— START Dataset rows —
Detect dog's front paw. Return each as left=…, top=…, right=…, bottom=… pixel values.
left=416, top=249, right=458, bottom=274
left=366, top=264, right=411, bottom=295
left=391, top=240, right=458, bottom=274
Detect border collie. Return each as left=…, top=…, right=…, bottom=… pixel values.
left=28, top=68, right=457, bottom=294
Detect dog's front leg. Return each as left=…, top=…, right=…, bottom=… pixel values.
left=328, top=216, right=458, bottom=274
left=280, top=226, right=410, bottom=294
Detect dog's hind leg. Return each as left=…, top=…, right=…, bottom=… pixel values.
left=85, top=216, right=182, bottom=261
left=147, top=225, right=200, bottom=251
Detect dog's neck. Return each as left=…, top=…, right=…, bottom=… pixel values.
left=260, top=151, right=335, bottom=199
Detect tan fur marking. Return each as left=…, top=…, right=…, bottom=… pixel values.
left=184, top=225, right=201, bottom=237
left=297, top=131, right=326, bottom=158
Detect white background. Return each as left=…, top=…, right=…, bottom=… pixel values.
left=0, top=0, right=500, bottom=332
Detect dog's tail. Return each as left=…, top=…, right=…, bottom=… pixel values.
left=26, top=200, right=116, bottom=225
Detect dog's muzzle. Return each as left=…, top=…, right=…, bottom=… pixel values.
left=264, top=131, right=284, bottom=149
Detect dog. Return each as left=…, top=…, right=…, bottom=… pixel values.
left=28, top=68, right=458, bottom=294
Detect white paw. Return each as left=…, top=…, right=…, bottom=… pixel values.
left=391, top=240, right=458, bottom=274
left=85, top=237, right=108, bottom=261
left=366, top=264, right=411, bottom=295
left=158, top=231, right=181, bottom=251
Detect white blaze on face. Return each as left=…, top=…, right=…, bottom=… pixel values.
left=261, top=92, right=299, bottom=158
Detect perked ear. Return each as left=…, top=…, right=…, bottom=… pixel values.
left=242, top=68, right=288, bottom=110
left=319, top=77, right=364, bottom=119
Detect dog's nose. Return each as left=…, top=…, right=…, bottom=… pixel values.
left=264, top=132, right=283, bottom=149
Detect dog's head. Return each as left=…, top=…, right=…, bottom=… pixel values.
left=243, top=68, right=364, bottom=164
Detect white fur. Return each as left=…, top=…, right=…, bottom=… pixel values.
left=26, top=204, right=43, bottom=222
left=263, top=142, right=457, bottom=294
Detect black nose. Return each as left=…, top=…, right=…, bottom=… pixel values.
— END Dataset rows —
> [What to produce]
Please rewrite all the records above, changing "pixel values" to "pixel coordinates" wherever it occurs and leaving everything else unchanged.

> [Result]
Detect dog's front paw. Return each as left=…, top=…, right=…, bottom=… pixel coordinates.
left=416, top=249, right=458, bottom=274
left=366, top=264, right=411, bottom=295
left=391, top=240, right=458, bottom=274
Detect border collie. Return each as left=…, top=…, right=…, bottom=… pixel coordinates.
left=28, top=68, right=457, bottom=294
Detect dog's front leg. Return each as left=…, top=…, right=…, bottom=… pixel coordinates.
left=328, top=216, right=458, bottom=274
left=280, top=226, right=410, bottom=294
Detect dog's hind leg. Return each as left=…, top=…, right=…, bottom=… pixel coordinates.
left=85, top=216, right=182, bottom=261
left=147, top=225, right=200, bottom=251
Detect dog's neck. Return each as left=…, top=…, right=…, bottom=… pixel coordinates.
left=260, top=151, right=335, bottom=199
Detect tan fur marking. Return each as left=…, top=…, right=…, bottom=… pixel coordinates.
left=184, top=225, right=201, bottom=237
left=297, top=131, right=326, bottom=158
Detect white background. Return each as left=…, top=…, right=…, bottom=… pixel coordinates.
left=0, top=0, right=500, bottom=332
Detect dog's tail. Return each as left=…, top=…, right=…, bottom=… pixel coordinates.
left=26, top=200, right=116, bottom=225
Detect dog's muzzle. Return each as left=…, top=…, right=…, bottom=… pixel coordinates.
left=264, top=131, right=284, bottom=149
Detect dog. Return each as left=…, top=…, right=…, bottom=… pixel coordinates.
left=28, top=68, right=458, bottom=294
Detect white paw. Return each as left=…, top=…, right=…, bottom=… pixel coordinates.
left=391, top=240, right=458, bottom=274
left=85, top=237, right=108, bottom=261
left=366, top=264, right=411, bottom=295
left=158, top=231, right=181, bottom=251
Detect white blaze on face. Return each as left=…, top=…, right=…, bottom=… pixel coordinates.
left=261, top=92, right=299, bottom=158
Detect perked ear. Return each as left=…, top=…, right=…, bottom=… pixel coordinates.
left=242, top=68, right=288, bottom=110
left=319, top=77, right=364, bottom=119
Detect dog's nose. Return each as left=…, top=…, right=…, bottom=… pixel coordinates.
left=264, top=132, right=283, bottom=149
Detect dog's head. Return each as left=…, top=…, right=…, bottom=… pixel coordinates.
left=243, top=68, right=364, bottom=164
Detect white fur. Return each as left=…, top=…, right=…, bottom=… pixel coordinates.
left=26, top=204, right=43, bottom=222
left=263, top=142, right=457, bottom=294
Detect black nose. Return each as left=…, top=…, right=…, bottom=… pixel coordinates.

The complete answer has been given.